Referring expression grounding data
◇ ◇ ◇ ◇

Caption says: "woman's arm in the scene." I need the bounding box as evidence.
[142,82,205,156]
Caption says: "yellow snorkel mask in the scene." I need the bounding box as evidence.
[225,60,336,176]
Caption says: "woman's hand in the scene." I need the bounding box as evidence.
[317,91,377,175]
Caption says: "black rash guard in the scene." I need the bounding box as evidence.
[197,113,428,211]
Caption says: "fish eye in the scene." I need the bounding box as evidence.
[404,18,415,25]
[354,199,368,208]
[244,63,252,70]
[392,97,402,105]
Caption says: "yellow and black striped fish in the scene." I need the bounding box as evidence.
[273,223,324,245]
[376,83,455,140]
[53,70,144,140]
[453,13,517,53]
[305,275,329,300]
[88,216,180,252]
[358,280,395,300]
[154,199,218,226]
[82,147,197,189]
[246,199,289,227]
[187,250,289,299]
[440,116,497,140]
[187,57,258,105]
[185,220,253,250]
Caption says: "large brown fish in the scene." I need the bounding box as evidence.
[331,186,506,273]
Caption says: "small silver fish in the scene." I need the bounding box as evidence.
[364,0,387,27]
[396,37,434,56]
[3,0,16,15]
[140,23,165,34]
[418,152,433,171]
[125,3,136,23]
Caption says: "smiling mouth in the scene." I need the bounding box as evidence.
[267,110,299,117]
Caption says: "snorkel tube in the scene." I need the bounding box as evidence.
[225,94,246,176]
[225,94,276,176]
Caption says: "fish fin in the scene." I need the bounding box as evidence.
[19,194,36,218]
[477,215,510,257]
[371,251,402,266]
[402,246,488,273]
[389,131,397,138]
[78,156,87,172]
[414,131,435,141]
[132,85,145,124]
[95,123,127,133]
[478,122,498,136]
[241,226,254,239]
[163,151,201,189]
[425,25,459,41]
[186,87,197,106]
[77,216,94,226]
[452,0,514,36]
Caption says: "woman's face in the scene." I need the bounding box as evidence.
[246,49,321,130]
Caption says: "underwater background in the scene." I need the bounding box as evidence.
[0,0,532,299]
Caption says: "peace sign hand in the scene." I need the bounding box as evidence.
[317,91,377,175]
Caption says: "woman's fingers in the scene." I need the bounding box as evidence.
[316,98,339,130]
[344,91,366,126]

◇ ◇ ◇ ◇

YOUR INSTRUCTIONS
Every record should be printed again exactly as it reads.

EXPECTED ANSWER
Caption says: "woman's arm in the scene." I need the bounding box as evidence.
[142,82,205,156]
Caption says: "yellow snorkel mask in the scene." I need the bounding box as evidence.
[225,60,336,176]
Caption says: "woman's hand in the scene." I need the bounding box as evidence.
[317,91,377,175]
Caption says: "black rash guard in the scene." I need the bounding box as evidence.
[197,113,428,211]
Caption says: "fish eye in the scene." I need the bounding box as evidence.
[404,18,415,25]
[354,199,368,208]
[244,63,252,70]
[392,97,402,105]
Caption says: "yellow and black striped fish in the scene." I need the bounding box as evidence.
[273,223,324,245]
[376,83,455,140]
[53,70,144,140]
[453,13,517,53]
[305,275,329,300]
[88,216,180,252]
[358,280,395,300]
[154,199,218,226]
[82,147,197,189]
[246,199,289,227]
[187,250,289,299]
[440,116,497,140]
[187,57,258,105]
[185,220,253,250]
Caption says: "large brown fish in the scene." I need the bounding box as evidence.
[331,186,506,273]
Caption says: "small silver fish in the scene." I need the bounding box as evidence.
[364,0,387,27]
[396,37,434,56]
[3,0,16,15]
[140,23,165,34]
[418,152,433,171]
[125,3,136,23]
Caption says: "smiling mouth in the scene." I need the bounding box as evidence.
[267,110,299,117]
Caption says: "snorkel tube in the scene." I need the bounding box as evidence.
[225,94,246,176]
[225,94,276,176]
Caption says: "fish fin in the scene." I need the bounding box as evidence.
[19,194,36,218]
[477,215,510,257]
[371,251,402,266]
[402,246,488,273]
[389,131,397,138]
[78,156,87,172]
[414,131,435,141]
[132,85,145,124]
[95,123,127,133]
[478,122,498,136]
[241,226,254,239]
[163,151,201,189]
[425,25,459,41]
[186,87,197,106]
[77,216,94,226]
[452,0,514,36]
Caption says: "woman's face in the scene." I need the bounding box as evidence.
[246,49,321,130]
Caption says: "underwater background in the scene." I need the bounding box as evidence.
[0,0,532,299]
Caption says: "peace sign hand in the scene." I need the bounding box as evidence.
[317,91,377,175]
Caption says: "woman's fingers in the scene." I need the bounding box as evidence.
[316,98,339,130]
[344,91,366,126]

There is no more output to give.